*What you need to do*
Copy the rows from the line containing "bowl of food" through the end of the rows, requests included, and shift every coordinate by adding 31 to each x and y number.

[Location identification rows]

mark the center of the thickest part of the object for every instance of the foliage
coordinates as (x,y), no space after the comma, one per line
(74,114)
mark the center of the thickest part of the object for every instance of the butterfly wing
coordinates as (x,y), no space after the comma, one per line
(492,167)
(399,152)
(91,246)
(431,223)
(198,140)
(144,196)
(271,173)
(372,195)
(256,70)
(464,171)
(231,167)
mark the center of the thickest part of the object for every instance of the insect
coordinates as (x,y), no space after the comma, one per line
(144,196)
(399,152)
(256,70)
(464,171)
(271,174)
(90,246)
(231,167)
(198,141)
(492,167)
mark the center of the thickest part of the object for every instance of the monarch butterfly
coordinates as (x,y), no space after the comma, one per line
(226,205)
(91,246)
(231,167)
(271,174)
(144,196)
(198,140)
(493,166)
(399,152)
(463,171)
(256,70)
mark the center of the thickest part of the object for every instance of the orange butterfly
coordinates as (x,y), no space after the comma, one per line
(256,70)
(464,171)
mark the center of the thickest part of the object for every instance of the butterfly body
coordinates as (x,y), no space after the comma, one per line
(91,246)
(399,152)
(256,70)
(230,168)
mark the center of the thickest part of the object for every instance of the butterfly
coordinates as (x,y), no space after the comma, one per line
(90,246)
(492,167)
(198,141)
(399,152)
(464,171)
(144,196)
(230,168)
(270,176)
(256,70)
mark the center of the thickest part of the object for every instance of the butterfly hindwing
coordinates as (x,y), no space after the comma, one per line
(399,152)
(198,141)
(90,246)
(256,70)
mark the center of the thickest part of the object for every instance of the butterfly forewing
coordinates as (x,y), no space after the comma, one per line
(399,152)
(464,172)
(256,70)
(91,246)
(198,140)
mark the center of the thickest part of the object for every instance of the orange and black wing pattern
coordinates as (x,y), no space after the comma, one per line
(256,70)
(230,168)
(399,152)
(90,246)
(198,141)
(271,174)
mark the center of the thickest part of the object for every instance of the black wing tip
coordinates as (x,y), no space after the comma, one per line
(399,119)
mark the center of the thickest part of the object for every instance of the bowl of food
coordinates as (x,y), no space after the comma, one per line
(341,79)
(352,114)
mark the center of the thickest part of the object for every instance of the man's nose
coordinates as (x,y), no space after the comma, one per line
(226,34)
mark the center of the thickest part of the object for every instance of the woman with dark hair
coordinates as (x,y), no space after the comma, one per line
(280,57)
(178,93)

*Task answer*
mark the center of the thickest part of the object for every instance of the bowl of food
coordinates as (x,y), no space after the comma, one per line
(372,110)
(383,145)
mark the center of the thickest part of the object for every instance of the man's nose
coordinates as (x,y), no space after the comma, one per line
(257,65)
mark the center of the thickest part of the object for every instance of the woman with dark hair
coordinates as (x,y), no space after the comma, one per line
(311,88)
(209,124)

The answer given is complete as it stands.